- **Activity list**:
A. Using the article on weight loss and type 2 diabetes, decide whether each statement agrees with it. Answer yes or no, and quote the words from the article that decide it.
(i) The study authors say a 10 percent drop in bodyweight should be the main focus for patients with type 2 diabetes.
(ii) Dr. Ildiko Lingvay is from the University of Texas Southwestern Medical Center.
(iii) According to the article, weight loss reduces medical complications.
B. Answer these questions from the article on weight loss and type 2 diabetes:
(i) Which city and state appear at the start of the article?
(ii) What effect on the condition do the study authors say significant weight loss may have?
(iii) In the quote, what is named as the key underlying abnormality and driver of the disease?
C. Carry on the article on weight loss and type 2 diabetes from the point where it stops.

(Excerpted passage begins)

DALLAS, Texas — Diabetes and obesity often go hand-in-hand when it comes to declining health. With that in mind, a team of researchers says drastic weight loss may be the best medicine to treat and possibly cure cases of type 2 diabetes.
Study authors find that a drop in bodyweight of 15 percent should become the primary focus for patients dealing with type 2 diabetes (T2D). They add significant weight loss shows the potential to slow or even reverse the condition in many cases. Weight loss also cuts down on the medical complications which can stem from having diabetes while being overweight.
“We propose that for most patients with type 2 diabetes without cardiovascular disease, the main treatment focus should be managing the key underlying abnormality and driver of the disease: obesity,” says paper co-author Dr. Ildiko Lingvay from the University of Texas Southwestern Medical Center in a media release.

(Excerpted passage ends)
(Listed records begins)

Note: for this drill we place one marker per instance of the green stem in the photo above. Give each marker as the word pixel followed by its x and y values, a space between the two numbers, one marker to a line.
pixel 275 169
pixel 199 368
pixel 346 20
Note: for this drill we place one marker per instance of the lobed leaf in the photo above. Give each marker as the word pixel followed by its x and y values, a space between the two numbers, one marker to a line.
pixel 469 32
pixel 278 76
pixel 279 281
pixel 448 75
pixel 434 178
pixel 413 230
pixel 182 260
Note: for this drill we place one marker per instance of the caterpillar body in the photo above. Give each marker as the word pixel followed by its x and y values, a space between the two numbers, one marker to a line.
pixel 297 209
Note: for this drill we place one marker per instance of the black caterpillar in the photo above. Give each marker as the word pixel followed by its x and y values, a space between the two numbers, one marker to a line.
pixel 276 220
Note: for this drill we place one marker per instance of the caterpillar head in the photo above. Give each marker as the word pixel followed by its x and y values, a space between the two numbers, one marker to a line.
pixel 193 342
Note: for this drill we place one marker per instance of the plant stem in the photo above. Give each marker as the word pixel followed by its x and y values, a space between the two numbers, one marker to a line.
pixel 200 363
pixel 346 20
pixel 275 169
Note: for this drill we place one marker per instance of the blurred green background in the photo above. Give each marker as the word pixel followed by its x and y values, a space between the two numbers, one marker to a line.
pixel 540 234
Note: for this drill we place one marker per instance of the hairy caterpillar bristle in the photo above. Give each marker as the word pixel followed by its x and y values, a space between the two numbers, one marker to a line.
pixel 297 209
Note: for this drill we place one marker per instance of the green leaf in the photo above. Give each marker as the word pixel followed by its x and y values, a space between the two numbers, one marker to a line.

(Listed records ends)

- **Activity answers**:
A.
(i) No: "a drop in bodyweight of 15 percent should become the primary focus"
(ii) Yes: "Dr. Ildiko Lingvay from the University of Texas Southwestern Medical Center"
(iii) Yes: "Weight loss also cuts down on the medical complications"

B.
(i) Dallas, Texas
(ii) It may slow or even reverse the condition in many cases.
(iii) Obesity

C.
“Such an approach would have the added benefit of addressing not just high blood sugar, but other obesity-related complications, such as fatty liver, obstructive sleep apnea, osteoarthritis, high blood pressure and an elevated blood fats profile, thus having a much greater impact on the person’s overall health than just managing blood sugar alone.”
The new findings come from several sources, including the DiRECT trial which examined how intensive lifestyle interventions benefited patients who were overweight or obese and had T2D for less than six years. The results of that study revealed that seven in 10 patients who lost an average of 15 percent of their bodyweight experienced a remission of their diabetes within two years. Studies of bariatric weight loss surgery also showed that the procedure results in sustained and immediate health benefits for T2D patients.
Weight loss drugs can also help reverse diabetes
Along with dieting and weight loss surgery, the international team finds several drugs can also help overweight diabetes patients shed excess pounds. The review names five drugs in particular which have received approval from at least one regulatory authority worldwide. These include orlistat, phentermine–topiramate, naltrexone–bupropion, liraglutide 3.0 mg, and semaglutide 2.4 mg.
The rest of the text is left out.